# Written request a:
Report every line of the rows further down that contains the word "dark".

# Text block:
○ ○ ○

A concept already mentioned is the stopped or slowed rotor. This can be seen in various developments, one being the CarterCopter which is based on the slowed rotor. A recent statement by Boeing had indicated a return to the idea of a stopped rotor. Boeing is developing a rotor that has a large thin disc at the centre of the main rotor hub. The blades are extendable/ retractable being housed within the disc. If a stopped rotor is to work it will encounter extremely large advance ratios as the rotor slows to a halt. This places a high level of difficulty on the

 Figure 9.3 Sikorsky X2 compound helicopter (Courtesy Ashish Bagai, Sikorsky Aircraft)

blades at 90° and 270° azimuth. The disc provides a safe location for the blades as the advance ratio increases beyond the normal limits.

One recent development has been the use of simulation on relatively inexpensive computer systems. It is, of course, imperative that the fidelity is of the highest quality. In the past this has required very expensive equipment; however, the quality of simulation software, which can be purchased on the high street, has improved a very great deal in the past few years and helicopter landings on ships are quite possible with inexpensive computing and software. The provision of a full moving base simulator will still be very expensive, but even that could fall to the emergence of computing power that would have been staggering only a few years ago.

The discussion has concentrated on the piloted helicopter. Rotorcraft with their unique ability to VTOL operation enable them to be considered for use as UAVs. An example is the Firescout as shown in Figure 9.5.

○ ○ ○

# Written request b:
Return the part of the helicopter passage above from "Figure 9.3 Sikorsky" up to and including "the normal limits.", copied word for word.

○ ○ ○

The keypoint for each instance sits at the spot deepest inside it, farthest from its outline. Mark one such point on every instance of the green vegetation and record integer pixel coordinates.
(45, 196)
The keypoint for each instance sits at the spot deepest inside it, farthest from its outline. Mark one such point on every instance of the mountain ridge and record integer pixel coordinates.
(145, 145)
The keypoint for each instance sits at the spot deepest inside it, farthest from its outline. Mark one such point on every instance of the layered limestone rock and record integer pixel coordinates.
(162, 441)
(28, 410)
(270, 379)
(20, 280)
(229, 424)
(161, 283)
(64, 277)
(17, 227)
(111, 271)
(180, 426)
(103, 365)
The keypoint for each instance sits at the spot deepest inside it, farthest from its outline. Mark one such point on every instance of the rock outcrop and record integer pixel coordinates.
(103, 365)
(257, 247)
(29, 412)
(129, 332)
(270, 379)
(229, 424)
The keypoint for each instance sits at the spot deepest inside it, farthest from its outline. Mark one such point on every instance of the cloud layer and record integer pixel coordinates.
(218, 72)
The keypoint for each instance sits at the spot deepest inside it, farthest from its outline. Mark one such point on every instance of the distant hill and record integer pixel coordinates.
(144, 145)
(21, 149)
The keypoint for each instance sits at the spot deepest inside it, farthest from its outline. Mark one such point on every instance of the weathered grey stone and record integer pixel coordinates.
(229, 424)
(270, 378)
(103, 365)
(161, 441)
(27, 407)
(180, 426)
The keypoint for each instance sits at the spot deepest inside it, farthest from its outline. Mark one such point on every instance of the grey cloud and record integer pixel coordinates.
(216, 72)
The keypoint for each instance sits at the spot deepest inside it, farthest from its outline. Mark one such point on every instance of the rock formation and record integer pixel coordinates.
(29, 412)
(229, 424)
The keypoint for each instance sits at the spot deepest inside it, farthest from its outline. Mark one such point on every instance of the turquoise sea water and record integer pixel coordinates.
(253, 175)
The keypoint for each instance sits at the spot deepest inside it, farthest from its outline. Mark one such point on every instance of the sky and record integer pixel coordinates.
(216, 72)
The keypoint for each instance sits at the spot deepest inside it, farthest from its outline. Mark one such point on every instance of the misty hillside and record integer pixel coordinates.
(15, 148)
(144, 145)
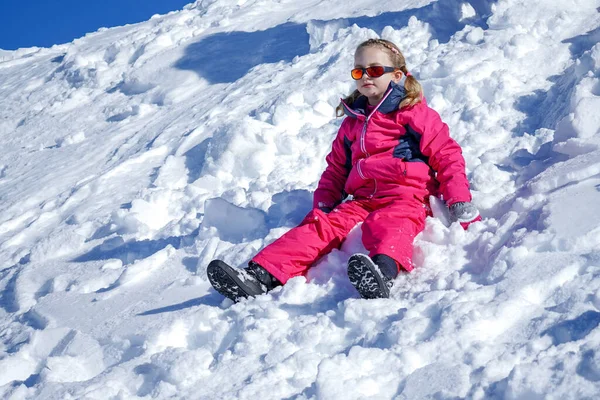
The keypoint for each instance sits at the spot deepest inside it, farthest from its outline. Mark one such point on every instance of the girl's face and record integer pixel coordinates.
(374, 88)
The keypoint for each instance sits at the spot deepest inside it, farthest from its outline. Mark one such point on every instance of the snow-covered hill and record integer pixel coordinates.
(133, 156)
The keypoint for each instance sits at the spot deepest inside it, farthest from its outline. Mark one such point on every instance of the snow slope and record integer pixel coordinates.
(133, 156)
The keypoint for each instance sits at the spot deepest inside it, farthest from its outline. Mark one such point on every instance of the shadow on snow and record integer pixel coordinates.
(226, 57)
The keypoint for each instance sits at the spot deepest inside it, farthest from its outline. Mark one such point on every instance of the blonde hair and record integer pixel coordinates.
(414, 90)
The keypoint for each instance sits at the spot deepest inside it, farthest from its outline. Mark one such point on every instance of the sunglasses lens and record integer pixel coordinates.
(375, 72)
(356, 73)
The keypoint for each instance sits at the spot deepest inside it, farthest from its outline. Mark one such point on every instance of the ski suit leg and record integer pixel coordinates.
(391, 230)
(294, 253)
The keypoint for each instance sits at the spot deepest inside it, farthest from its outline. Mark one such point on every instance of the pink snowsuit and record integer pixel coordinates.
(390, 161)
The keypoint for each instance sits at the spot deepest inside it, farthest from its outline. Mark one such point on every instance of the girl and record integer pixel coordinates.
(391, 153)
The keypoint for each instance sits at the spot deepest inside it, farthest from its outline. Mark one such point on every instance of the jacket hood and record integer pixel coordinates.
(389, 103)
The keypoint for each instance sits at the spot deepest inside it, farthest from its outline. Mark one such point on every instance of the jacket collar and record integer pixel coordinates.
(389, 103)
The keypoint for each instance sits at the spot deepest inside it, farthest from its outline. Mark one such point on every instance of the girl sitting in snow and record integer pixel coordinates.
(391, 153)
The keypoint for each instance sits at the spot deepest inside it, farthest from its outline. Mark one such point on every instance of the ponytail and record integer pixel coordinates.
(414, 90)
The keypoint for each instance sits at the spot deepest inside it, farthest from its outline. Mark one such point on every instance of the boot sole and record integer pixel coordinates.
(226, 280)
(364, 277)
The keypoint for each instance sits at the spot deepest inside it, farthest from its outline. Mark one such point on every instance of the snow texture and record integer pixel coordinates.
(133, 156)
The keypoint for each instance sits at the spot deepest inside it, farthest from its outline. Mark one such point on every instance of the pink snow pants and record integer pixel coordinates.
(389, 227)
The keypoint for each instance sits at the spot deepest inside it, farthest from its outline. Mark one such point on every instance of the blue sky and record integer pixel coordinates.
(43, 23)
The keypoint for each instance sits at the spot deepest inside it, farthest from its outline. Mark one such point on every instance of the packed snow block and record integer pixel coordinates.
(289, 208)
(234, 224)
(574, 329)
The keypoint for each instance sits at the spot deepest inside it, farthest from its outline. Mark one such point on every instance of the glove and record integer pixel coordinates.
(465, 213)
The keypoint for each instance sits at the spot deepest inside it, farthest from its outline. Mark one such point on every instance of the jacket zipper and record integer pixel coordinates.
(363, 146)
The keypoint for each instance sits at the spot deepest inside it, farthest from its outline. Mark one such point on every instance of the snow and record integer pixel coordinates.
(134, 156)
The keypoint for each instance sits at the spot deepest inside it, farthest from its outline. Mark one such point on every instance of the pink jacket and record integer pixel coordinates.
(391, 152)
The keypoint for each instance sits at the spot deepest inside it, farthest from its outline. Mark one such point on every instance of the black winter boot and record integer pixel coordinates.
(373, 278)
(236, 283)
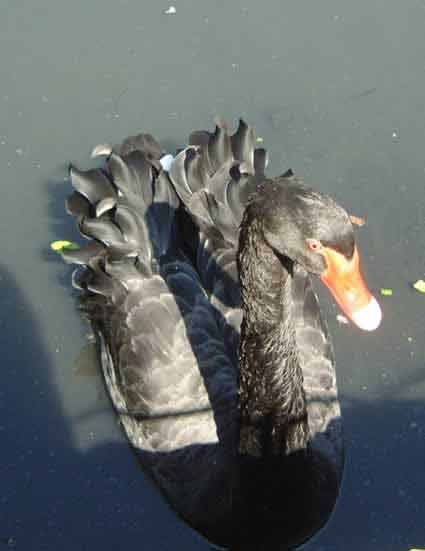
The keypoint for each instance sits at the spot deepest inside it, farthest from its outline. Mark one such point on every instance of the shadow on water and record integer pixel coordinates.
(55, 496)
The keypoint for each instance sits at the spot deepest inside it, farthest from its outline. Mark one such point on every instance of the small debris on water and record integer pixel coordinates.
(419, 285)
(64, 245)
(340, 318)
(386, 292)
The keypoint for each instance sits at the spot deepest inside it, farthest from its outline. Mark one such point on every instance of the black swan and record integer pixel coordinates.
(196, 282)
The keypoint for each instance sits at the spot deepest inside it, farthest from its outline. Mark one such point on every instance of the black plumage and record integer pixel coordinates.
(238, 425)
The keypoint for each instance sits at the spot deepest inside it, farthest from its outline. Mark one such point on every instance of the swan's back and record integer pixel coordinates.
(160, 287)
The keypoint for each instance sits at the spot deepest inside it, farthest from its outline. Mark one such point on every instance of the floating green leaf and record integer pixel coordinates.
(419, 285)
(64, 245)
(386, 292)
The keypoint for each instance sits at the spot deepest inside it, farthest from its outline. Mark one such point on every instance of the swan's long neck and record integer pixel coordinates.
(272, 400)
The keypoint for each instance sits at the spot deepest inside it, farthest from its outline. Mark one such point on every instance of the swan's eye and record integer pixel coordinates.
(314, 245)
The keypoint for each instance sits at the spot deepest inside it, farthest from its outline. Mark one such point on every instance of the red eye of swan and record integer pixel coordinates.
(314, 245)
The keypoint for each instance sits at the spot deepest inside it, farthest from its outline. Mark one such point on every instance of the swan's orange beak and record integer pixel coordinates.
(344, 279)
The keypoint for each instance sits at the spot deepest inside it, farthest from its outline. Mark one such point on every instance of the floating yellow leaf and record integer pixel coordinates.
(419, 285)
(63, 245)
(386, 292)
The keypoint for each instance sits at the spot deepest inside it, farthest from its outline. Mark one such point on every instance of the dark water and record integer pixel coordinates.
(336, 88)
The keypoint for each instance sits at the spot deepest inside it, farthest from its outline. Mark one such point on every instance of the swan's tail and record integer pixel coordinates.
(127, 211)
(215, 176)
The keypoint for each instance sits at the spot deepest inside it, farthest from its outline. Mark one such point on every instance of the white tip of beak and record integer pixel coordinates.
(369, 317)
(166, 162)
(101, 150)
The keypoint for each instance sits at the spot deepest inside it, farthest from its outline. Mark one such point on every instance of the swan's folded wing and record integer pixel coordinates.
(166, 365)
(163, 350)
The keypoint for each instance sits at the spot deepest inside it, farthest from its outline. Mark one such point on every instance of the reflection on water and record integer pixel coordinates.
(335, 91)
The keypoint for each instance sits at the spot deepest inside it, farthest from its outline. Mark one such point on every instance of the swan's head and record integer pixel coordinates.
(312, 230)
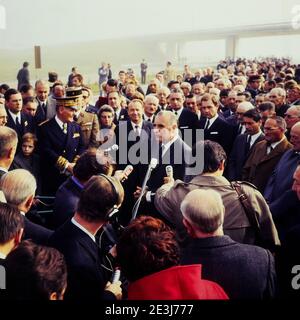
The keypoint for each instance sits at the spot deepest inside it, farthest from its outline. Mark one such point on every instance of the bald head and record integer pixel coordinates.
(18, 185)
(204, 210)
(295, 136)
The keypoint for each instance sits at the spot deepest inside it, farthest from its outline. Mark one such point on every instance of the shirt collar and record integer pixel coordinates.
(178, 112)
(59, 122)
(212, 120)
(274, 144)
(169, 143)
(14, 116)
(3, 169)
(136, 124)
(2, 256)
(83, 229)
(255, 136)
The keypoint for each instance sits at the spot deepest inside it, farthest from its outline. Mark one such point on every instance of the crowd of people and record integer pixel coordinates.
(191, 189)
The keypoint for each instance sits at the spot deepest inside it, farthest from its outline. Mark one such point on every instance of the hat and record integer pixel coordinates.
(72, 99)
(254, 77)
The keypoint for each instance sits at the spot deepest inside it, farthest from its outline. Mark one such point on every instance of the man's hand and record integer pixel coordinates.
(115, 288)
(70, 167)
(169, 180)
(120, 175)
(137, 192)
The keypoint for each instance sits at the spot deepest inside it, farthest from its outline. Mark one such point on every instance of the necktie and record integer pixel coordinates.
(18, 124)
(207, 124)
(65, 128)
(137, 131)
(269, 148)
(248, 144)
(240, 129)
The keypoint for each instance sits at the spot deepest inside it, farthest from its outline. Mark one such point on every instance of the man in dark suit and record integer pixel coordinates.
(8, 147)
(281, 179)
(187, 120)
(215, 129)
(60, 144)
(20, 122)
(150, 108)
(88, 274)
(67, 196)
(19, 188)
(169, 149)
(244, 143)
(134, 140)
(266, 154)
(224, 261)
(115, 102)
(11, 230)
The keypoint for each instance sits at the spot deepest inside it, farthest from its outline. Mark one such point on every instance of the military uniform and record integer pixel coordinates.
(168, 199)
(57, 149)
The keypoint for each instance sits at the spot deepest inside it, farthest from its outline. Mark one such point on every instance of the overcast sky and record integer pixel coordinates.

○ ○ ○

# Worked answer a:
The keypoint for each instance sits at the spot deepest inside it, farthest from its outline. Mark one such point on every instance of the dark water and record integer pixel coordinates.
The keypoint for each instance sits at the spot deepest inside it, farthest from its outline. Mark one such point on every instance of the man in dark suit and record integer pixel coordinates.

# Worked answer b:
Figure 9.3 Sikorsky X2 compound helicopter (Courtesy Ashish Bagai, Sikorsky Aircraft)

blades at 90° and 270° azimuth. The disc provides a safe location for the blades as the advance ratio increases beyond the normal limits.